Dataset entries
┌────────

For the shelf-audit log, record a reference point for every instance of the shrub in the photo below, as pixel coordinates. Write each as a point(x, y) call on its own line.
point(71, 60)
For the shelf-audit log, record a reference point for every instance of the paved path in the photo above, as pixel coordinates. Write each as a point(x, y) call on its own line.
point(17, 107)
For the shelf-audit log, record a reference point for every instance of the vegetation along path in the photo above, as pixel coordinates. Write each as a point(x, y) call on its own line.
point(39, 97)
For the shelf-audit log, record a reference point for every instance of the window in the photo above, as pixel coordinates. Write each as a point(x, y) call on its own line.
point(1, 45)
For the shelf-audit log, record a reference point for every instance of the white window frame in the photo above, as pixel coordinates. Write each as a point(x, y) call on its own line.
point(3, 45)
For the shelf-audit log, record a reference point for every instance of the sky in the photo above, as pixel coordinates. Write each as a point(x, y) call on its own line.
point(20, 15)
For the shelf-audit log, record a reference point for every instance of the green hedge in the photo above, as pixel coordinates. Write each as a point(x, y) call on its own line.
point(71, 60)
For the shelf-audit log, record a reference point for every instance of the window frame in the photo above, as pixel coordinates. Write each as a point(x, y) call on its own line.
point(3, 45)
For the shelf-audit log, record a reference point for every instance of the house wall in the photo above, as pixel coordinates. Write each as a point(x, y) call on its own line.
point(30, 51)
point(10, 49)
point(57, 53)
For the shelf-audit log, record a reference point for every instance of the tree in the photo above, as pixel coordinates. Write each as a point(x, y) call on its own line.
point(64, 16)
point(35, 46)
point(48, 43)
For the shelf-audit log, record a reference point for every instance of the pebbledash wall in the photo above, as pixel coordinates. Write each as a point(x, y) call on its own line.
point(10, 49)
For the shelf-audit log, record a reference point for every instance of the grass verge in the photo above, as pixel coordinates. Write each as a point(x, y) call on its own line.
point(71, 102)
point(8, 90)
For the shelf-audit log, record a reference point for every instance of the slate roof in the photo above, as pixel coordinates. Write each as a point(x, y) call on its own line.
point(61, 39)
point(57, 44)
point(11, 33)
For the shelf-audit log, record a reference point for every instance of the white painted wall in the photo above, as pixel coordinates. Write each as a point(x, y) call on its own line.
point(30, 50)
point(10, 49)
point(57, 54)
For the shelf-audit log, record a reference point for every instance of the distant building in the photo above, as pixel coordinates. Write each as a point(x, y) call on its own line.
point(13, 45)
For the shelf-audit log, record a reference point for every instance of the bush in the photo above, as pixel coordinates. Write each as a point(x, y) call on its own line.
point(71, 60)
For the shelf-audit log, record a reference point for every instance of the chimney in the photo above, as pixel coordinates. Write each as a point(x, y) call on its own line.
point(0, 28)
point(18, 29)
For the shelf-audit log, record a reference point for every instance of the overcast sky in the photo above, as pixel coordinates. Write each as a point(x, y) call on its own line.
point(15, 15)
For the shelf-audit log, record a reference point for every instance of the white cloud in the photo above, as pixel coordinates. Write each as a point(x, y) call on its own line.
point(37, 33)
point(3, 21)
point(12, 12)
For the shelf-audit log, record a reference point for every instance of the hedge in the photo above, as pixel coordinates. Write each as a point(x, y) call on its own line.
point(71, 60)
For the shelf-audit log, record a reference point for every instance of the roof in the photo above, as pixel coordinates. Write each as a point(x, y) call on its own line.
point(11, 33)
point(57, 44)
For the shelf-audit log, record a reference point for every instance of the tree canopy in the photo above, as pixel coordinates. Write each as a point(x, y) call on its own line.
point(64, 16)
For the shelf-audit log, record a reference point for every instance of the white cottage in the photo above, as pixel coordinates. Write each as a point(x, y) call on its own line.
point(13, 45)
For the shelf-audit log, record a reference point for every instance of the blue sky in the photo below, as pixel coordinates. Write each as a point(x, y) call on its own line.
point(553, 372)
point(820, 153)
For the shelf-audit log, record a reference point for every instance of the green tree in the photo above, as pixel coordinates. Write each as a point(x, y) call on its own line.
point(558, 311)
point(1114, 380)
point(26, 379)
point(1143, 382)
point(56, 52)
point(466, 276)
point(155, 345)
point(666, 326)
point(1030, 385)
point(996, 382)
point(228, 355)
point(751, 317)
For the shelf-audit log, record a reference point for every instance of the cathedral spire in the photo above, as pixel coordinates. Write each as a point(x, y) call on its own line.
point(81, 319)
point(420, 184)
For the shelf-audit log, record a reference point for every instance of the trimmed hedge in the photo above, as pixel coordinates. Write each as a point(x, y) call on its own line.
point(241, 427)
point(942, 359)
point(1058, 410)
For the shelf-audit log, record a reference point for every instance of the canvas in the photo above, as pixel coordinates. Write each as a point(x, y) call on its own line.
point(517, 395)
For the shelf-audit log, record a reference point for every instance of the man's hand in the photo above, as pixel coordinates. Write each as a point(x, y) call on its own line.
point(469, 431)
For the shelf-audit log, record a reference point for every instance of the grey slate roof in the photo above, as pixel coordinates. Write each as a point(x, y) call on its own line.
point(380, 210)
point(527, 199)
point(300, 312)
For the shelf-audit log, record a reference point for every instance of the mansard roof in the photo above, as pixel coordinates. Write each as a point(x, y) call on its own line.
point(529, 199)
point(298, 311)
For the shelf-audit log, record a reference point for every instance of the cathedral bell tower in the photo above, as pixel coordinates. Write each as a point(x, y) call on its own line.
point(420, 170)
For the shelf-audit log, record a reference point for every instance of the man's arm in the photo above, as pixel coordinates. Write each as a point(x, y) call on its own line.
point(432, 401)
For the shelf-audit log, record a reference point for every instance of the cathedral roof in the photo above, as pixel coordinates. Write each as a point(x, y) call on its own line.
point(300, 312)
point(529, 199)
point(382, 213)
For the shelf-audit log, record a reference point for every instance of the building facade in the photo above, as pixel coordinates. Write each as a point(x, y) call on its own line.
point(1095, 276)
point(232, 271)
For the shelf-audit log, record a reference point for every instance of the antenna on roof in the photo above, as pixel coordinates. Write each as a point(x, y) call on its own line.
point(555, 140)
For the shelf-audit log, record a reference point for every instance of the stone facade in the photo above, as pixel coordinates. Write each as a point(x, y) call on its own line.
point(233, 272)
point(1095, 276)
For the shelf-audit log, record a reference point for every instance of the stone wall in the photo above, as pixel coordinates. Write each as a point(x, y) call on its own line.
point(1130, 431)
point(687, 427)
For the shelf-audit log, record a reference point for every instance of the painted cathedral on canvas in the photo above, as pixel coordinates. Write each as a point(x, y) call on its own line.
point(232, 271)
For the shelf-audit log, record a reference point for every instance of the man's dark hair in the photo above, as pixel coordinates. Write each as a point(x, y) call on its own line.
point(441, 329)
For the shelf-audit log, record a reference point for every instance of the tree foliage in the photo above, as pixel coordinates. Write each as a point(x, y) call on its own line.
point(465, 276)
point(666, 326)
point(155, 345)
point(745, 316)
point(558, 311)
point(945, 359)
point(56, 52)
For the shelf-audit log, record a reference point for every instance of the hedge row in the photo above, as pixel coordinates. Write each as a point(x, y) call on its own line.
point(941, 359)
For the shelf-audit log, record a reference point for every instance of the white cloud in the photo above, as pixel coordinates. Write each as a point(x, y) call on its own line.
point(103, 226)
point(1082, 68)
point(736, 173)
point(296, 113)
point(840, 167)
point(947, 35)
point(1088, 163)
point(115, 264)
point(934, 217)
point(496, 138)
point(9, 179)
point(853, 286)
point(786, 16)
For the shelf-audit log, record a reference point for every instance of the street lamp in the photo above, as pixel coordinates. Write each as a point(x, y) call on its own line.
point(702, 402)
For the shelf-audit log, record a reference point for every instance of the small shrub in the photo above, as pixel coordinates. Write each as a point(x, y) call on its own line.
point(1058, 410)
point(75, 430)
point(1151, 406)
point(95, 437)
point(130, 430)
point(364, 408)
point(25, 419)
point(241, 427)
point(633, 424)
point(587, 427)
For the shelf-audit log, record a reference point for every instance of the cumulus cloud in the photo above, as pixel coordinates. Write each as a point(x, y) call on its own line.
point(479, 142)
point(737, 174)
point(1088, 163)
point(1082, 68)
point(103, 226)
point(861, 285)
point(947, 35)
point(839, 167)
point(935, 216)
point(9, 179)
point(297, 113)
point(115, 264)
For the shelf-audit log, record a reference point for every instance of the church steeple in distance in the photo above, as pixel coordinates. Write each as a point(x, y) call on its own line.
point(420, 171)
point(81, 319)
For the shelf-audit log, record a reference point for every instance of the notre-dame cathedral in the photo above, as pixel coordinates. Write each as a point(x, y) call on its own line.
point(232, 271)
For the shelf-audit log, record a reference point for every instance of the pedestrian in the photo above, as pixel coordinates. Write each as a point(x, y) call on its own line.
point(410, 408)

└────────

Exercise requirements: In the entries above, find the line with "of the cumulus", then retype it and every line after it exactly.

Your solution:
For the shelf-audit log, record a reference point for every instance of the cumulus cloud in the photo above, as pixel coordinates. Write each as a point(x, y) call on its own line.
point(479, 142)
point(737, 174)
point(1088, 163)
point(1082, 68)
point(103, 226)
point(861, 285)
point(947, 35)
point(839, 167)
point(935, 216)
point(9, 179)
point(297, 113)
point(115, 264)
For the shelf-audit log, record a reference point for every instance of the church steeple in distance in the photo above, as pixel coordinates. Write each as a point(x, y) call on its own line.
point(420, 171)
point(81, 319)
For the shelf-audit log, record a reference point for every instance of the notre-dame cathedral in the photo above, as pixel coordinates. Write each as a point(x, y) call on its own line.
point(232, 271)
For the shelf-audit log, record a reference point for every instance of the pedestrian in the photo above, as pixel coordinates. Write each as a point(x, y) call on its own line.
point(410, 408)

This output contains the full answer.